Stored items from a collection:
+ + + + +
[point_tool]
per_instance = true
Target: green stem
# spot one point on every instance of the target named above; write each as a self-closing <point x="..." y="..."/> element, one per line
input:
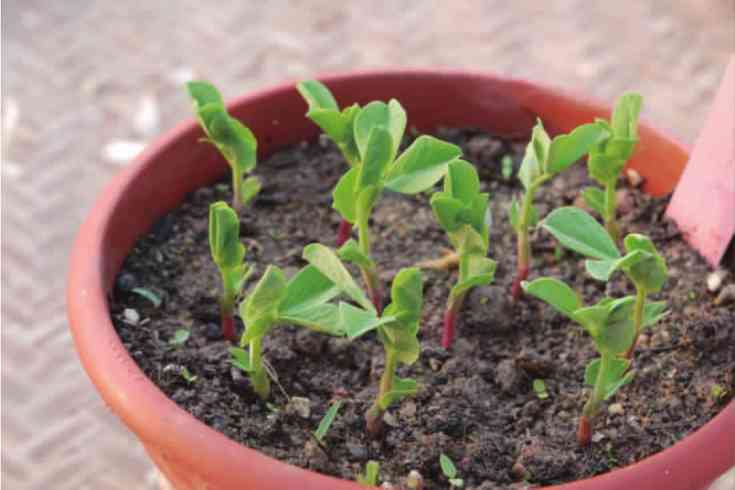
+ + + + +
| EXERCISE |
Lines starting at the one with "per_instance = true" and ending at the last line of the entries above must be restated word for word, with pictures omitted.

| RESULT FOR THIS TASK |
per_instance = true
Target: green stem
# spot one point on every instance of the target named above; write each as a self-closing <point x="..." y="..."/> element, one per line
input:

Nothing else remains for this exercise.